Scarcity of capital! when makers of capital in all its forms are involuntarily
idle. Scarcity of capital, like scarcity of money, is only an expression
for lack of employment. But why should there be any lack of employment while
men have unsatisfied wants which they can reciprocally satisfy?
Too much competition! when competition and freedom are the same. It is not
freedom but restraint, not competition but protection, that obstructs the
action and reaction of demand and supply which we have illustrated in the
chart.
b. Normal Effect of Social Progress upon Wages and Rent
In the foregoing charts the effect of social growth is ignored, it being
assumed that the given expenditure of labor force does not become more productive.93
Let us now try to illustrate that effect, upon the supposition that social
growth increases the productive power of the given expenditure of labor force
as applied to the first closed space, to 100; as applied to the second, to
50; as applied to the third, to 10; as applied to the fourth, to 3, and as
applied to the open space, to 1. 94 If there were no increased demand for
land the chart would then be like this: [chart]
93. "The effect of increasing population upon the
distribution of wealth is to increase rent .. . in two ways: First, By
lowering the margin of cultivation. Second, By bringing out in land special
capabilities otherwise latent, and by attaching special capabilities
to particular lands.
"I am disposed to think that the latter mode, to
which little attention has been given by political economists, is really
the more important." — Progress and Poverty, book iv, ch.
iii.
"When we have inquired what it is that marks off
land from those material things which we regard as products of the land,
we shall find that the fundamental attribute of land is its extension.
The right to use a piece of land gives command over a certain space — a
certain part of the earth's surface. The area of the earth is fixed;
the geometric relations in which any particular part of it stands to
other parts are fixed. Man has no control over them; they are wholly
unaffected by demand; they have no cost of production; there is no supply
price at which they can be produced.
"The use of a certain area of the earth's surface
is a primary condition of anything that man can do; it gives him room
for his own actions, with the enjoyment of the heat and the light, the
air and the rain which nature assigns to that area; and it determines
his distance from, and in great measure his relations to, other things
and other persons. We shall find that it is this property of land, which,
though as yet insufficient prominence has been given to it, is the ultimate
cause of the distinction which all writers are compelled to make between
land and other things." — Marshall's Prin., book iv, ch. ii,
sec. i.
94. Of course social growth does not go on in this regular
way; the charts are merely illustrative. They are intended to illustrate
the universal fact that as any land becomes a center of trade or other
social relationship its value rises.
Though Rent is now increased, so are Wages. Both benefit by social growth.
But if we consider the fact that increase in the productive power of labor
increases demand for land we shall see that the tendency of Wages (as a proportion
of product if not as an absolute quantity) is downward, while that of Rent
is upward. 95 And this conclusion is confirmed by observation. 96
95. "Perhaps it may be well to remind the reader,
before closing this chapter, of what has been before stated — that
I am using the word wages not in the sense of a quantity, but in the
sense of a proportion. When I say that wages fall as rent rises, I do
not mean that the quantity of wealth obtained by laborers as wages is
necessarily less, but that the proportion which it bears to the whole
produce is necessarily less. The proportion may diminish while the quantity
remains the same or increases." — Progress and Poverty, book
iii, ch. vi.

Direction 1: From the passage on wages and rent, list each space or type of space to which the labor force is applied, together with the figure its productive power is assumed to reach.
Direction 2: Repeat the stretch of the passage on wages and rent from "But if we consider" through "iii, ch. vi.", swapping "quantity" for "amount" wherever it occurs.
Direction 3:
Decide whether each statement agrees with the passage on wages and rent. Answer yes or no, and quote the words of the passage that settle it.
(a) The area of the earth is described as fixed.
(b) Social growth is said to proceed in the regular way the charts show.
(c) The word wages is used in the sense of a quantity.

[Detection examples]

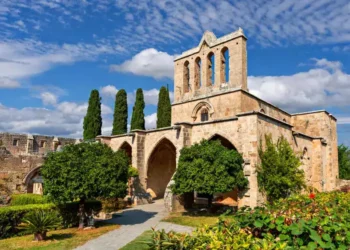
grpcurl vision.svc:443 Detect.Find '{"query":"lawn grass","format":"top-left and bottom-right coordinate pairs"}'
top-left (120, 230), bottom-right (152, 250)
top-left (0, 224), bottom-right (119, 250)
top-left (163, 213), bottom-right (219, 227)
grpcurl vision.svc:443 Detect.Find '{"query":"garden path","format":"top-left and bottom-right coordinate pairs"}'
top-left (77, 200), bottom-right (193, 250)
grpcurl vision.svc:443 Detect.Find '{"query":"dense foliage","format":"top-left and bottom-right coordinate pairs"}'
top-left (11, 194), bottom-right (49, 206)
top-left (23, 209), bottom-right (62, 241)
top-left (338, 145), bottom-right (350, 180)
top-left (257, 135), bottom-right (305, 202)
top-left (130, 88), bottom-right (145, 130)
top-left (148, 192), bottom-right (350, 250)
top-left (41, 143), bottom-right (129, 228)
top-left (0, 199), bottom-right (102, 239)
top-left (112, 89), bottom-right (128, 135)
top-left (157, 86), bottom-right (171, 128)
top-left (172, 140), bottom-right (248, 206)
top-left (83, 89), bottom-right (102, 140)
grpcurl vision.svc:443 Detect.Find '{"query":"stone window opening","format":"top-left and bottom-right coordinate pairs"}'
top-left (207, 52), bottom-right (215, 86)
top-left (220, 47), bottom-right (230, 83)
top-left (201, 108), bottom-right (209, 122)
top-left (194, 57), bottom-right (202, 89)
top-left (40, 141), bottom-right (46, 148)
top-left (12, 139), bottom-right (19, 147)
top-left (183, 61), bottom-right (191, 93)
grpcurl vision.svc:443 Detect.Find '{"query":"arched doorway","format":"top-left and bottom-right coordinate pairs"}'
top-left (147, 138), bottom-right (176, 199)
top-left (119, 142), bottom-right (132, 164)
top-left (23, 167), bottom-right (43, 195)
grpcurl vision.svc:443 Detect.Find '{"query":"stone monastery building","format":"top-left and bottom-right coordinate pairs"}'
top-left (98, 29), bottom-right (338, 209)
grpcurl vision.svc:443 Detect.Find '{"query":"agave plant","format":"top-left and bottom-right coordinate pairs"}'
top-left (23, 210), bottom-right (62, 241)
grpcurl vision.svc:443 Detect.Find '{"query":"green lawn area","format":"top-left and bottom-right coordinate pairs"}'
top-left (0, 224), bottom-right (119, 250)
top-left (120, 230), bottom-right (152, 250)
top-left (163, 213), bottom-right (223, 227)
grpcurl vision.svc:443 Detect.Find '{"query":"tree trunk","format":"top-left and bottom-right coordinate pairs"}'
top-left (79, 198), bottom-right (85, 229)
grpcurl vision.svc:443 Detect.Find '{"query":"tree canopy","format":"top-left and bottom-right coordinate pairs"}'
top-left (112, 89), bottom-right (128, 135)
top-left (130, 88), bottom-right (145, 130)
top-left (172, 140), bottom-right (248, 205)
top-left (83, 89), bottom-right (102, 140)
top-left (157, 86), bottom-right (171, 128)
top-left (338, 145), bottom-right (350, 180)
top-left (257, 135), bottom-right (305, 201)
top-left (41, 143), bottom-right (129, 227)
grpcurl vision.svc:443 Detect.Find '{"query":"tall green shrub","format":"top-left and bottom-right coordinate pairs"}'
top-left (338, 145), bottom-right (350, 180)
top-left (41, 143), bottom-right (129, 228)
top-left (112, 89), bottom-right (128, 135)
top-left (130, 89), bottom-right (145, 130)
top-left (257, 135), bottom-right (305, 201)
top-left (157, 87), bottom-right (171, 128)
top-left (83, 89), bottom-right (102, 140)
top-left (172, 140), bottom-right (248, 206)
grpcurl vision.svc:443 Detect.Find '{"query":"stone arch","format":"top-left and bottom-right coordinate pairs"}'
top-left (23, 166), bottom-right (43, 194)
top-left (146, 137), bottom-right (176, 198)
top-left (220, 47), bottom-right (230, 83)
top-left (183, 61), bottom-right (190, 93)
top-left (191, 101), bottom-right (214, 120)
top-left (194, 57), bottom-right (202, 89)
top-left (209, 133), bottom-right (238, 151)
top-left (118, 141), bottom-right (132, 164)
top-left (207, 52), bottom-right (215, 86)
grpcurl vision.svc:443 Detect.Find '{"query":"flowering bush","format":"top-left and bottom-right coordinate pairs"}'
top-left (150, 192), bottom-right (350, 250)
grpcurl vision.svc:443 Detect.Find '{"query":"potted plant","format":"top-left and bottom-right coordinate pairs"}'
top-left (23, 210), bottom-right (62, 241)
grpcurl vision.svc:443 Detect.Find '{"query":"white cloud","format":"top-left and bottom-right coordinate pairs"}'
top-left (145, 113), bottom-right (157, 129)
top-left (248, 59), bottom-right (350, 112)
top-left (40, 92), bottom-right (58, 105)
top-left (110, 48), bottom-right (174, 79)
top-left (100, 85), bottom-right (118, 98)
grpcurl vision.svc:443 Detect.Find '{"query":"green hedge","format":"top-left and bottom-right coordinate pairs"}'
top-left (0, 201), bottom-right (102, 239)
top-left (10, 194), bottom-right (50, 206)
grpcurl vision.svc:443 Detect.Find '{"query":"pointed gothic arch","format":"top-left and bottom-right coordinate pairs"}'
top-left (146, 137), bottom-right (176, 199)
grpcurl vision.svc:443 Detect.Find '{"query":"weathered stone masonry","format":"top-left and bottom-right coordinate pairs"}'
top-left (98, 29), bottom-right (338, 209)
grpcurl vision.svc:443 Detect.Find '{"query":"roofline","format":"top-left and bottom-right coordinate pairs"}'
top-left (292, 109), bottom-right (337, 121)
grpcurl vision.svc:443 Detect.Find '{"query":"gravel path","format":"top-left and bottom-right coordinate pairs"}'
top-left (77, 200), bottom-right (193, 250)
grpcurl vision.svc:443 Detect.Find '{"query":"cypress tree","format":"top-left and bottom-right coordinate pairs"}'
top-left (157, 87), bottom-right (171, 128)
top-left (112, 89), bottom-right (128, 135)
top-left (130, 89), bottom-right (145, 130)
top-left (83, 89), bottom-right (102, 140)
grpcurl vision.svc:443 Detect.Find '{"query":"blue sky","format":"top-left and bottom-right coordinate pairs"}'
top-left (0, 0), bottom-right (350, 146)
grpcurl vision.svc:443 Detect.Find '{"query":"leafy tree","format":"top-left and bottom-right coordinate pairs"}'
top-left (112, 89), bottom-right (128, 135)
top-left (172, 140), bottom-right (248, 206)
top-left (130, 89), bottom-right (145, 130)
top-left (257, 135), bottom-right (305, 202)
top-left (83, 89), bottom-right (102, 140)
top-left (338, 145), bottom-right (350, 180)
top-left (41, 143), bottom-right (129, 228)
top-left (157, 87), bottom-right (171, 128)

Full response 1:
- First closed space: 100
- Second closed space: 50
- Third closed space: 10
- Fourth closed space: 3
- Open space: 1

Full response 2:
But if we consider the fact that increase in the productive power of labor
increases demand for land we shall see that the tendency of Wages (as a proportion
of product if not as an absolute amount) is downward, while that of Rent
is upward. 95 And this conclusion is confirmed by observation. 96
95. "Perhaps it may be well to remind the reader,
before closing this chapter, of what has been before stated — that
I am using the word wages not in the sense of a amount, but in the
sense of a proportion. When I say that wages fall as rent rises, I do
not mean that the amount of wealth obtained by laborers as wages is
necessarily less, but that the proportion which it bears to the whole
produce is necessarily less. The proportion may diminish while the amount
remains the same or increases." — Progress and Poverty, book
iii, ch. vi.

Full response 3:
(a) Yes: "The area of the earth is fixed"
(b) No: "Of course social growth does not go on in this regular way"
(c) No: "I am using the word wages not in the sense of a quantity, but in the sense of a proportion."